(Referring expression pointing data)
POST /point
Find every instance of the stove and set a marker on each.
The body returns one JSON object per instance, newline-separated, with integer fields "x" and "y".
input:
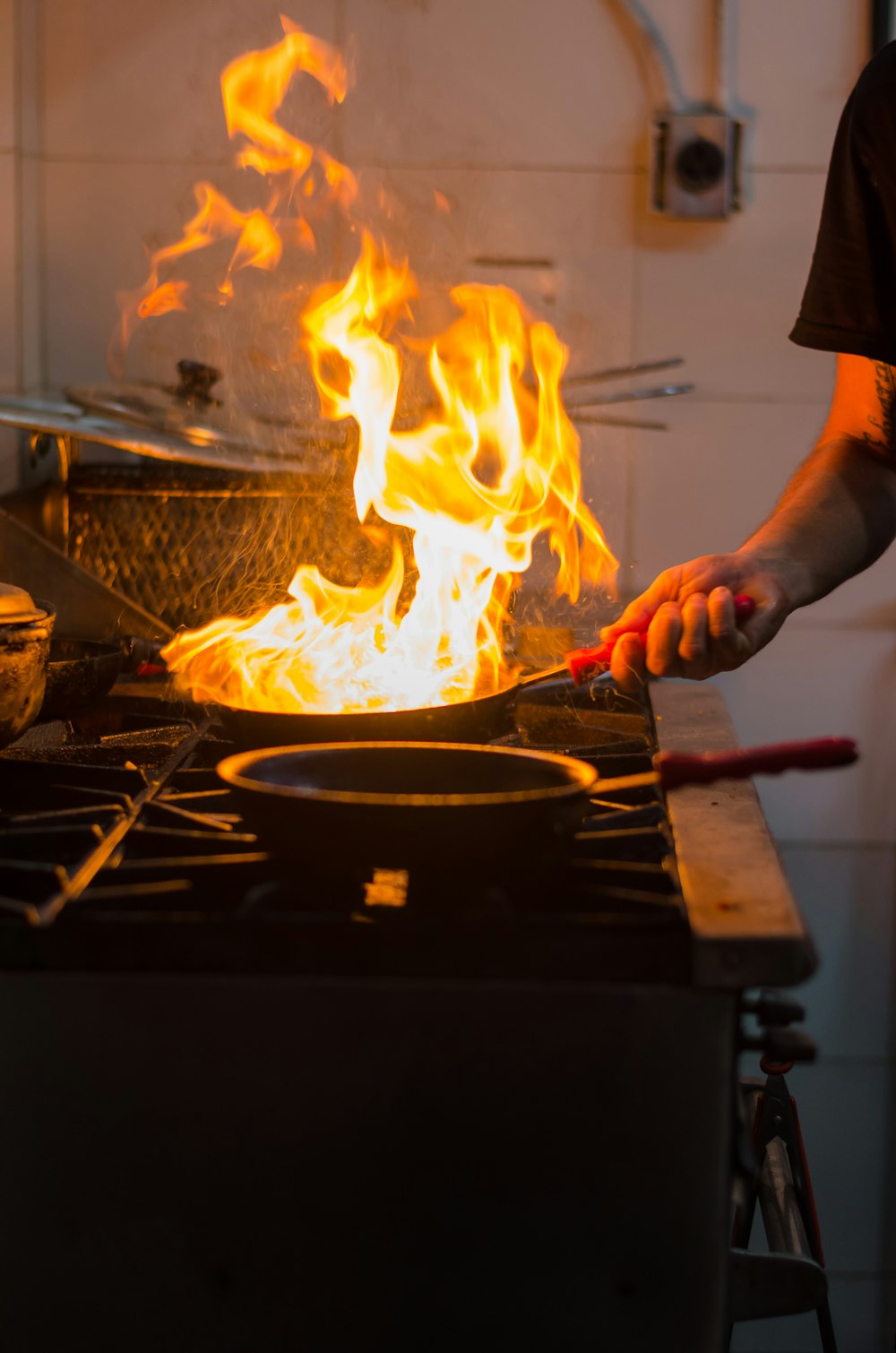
{"x": 254, "y": 1107}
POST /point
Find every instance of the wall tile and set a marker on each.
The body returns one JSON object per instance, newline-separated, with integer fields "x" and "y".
{"x": 506, "y": 82}
{"x": 141, "y": 82}
{"x": 848, "y": 899}
{"x": 726, "y": 294}
{"x": 846, "y": 1115}
{"x": 97, "y": 218}
{"x": 769, "y": 36}
{"x": 707, "y": 482}
{"x": 8, "y": 265}
{"x": 7, "y": 74}
{"x": 856, "y": 1310}
{"x": 811, "y": 684}
{"x": 561, "y": 240}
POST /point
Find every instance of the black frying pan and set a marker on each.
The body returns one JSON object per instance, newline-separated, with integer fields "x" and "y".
{"x": 478, "y": 720}
{"x": 77, "y": 673}
{"x": 398, "y": 806}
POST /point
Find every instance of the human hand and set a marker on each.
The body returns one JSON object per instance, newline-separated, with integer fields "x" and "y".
{"x": 694, "y": 629}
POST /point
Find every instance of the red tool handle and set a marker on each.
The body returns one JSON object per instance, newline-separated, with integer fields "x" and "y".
{"x": 677, "y": 769}
{"x": 585, "y": 662}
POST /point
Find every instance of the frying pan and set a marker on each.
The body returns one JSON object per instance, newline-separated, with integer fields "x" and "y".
{"x": 445, "y": 806}
{"x": 79, "y": 671}
{"x": 398, "y": 804}
{"x": 478, "y": 720}
{"x": 469, "y": 721}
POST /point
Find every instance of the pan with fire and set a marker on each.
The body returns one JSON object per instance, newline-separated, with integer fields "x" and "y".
{"x": 463, "y": 447}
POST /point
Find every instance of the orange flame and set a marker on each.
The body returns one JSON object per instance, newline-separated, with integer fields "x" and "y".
{"x": 492, "y": 466}
{"x": 492, "y": 461}
{"x": 254, "y": 88}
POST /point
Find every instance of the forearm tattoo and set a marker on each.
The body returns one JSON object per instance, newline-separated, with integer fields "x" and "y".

> **Exercise details**:
Go through the entries and retype each one exactly, skipping any image.

> **Result**:
POST /point
Find every instance of the stove and set a marker on each.
The body returns one JSON object per instance, newline-separated, with integer fields "x" and "y".
input:
{"x": 254, "y": 1107}
POST /point
Find every instance of the wall tile and set a marker on each.
The body returns one JSON object per instance, newline-separated, with integer fields "x" and "y".
{"x": 506, "y": 82}
{"x": 141, "y": 82}
{"x": 848, "y": 899}
{"x": 726, "y": 294}
{"x": 846, "y": 1115}
{"x": 97, "y": 218}
{"x": 769, "y": 36}
{"x": 707, "y": 482}
{"x": 8, "y": 265}
{"x": 7, "y": 74}
{"x": 856, "y": 1310}
{"x": 811, "y": 684}
{"x": 561, "y": 240}
POST /point
Find every instance of the black frying pan and set a marker on each.
The body returns one JSON object per instance, newline-separated, with integer fields "x" and "y".
{"x": 478, "y": 720}
{"x": 77, "y": 673}
{"x": 398, "y": 806}
POST /point
Find every instance of the human hand and set a marker on each.
The body returns one JSON object per instance, newline-separated, with integer fields "x" and "y".
{"x": 694, "y": 629}
POST /point
Find every instance of the red tool handle and set a marker on each.
The body returns one JSON object per instance, newline-separated, with integer fields "x" and "y".
{"x": 677, "y": 769}
{"x": 585, "y": 662}
POST /point
Find every instance of the frying pan and set a marker on each.
The body returns one JSON object per instance, newline-separated, with integer fields "x" and "y".
{"x": 445, "y": 806}
{"x": 79, "y": 671}
{"x": 398, "y": 804}
{"x": 478, "y": 720}
{"x": 469, "y": 721}
POST /point
Find every instance of the pan with fire and set a marker on each.
The body returns one JSON object per instance, newline-separated, with integer fields "x" and "y".
{"x": 463, "y": 447}
POST /point
Find every instance of the orange flame and set a marker on each.
The body returns one JSON object per instance, newline-separated, with integer fields "x" and "y".
{"x": 492, "y": 466}
{"x": 492, "y": 461}
{"x": 254, "y": 88}
POST /point
Find every instance of the forearm tattoo and set a marker on each.
The body returns one JSON object per instance, newline-separated, with integer fields "x" and "y".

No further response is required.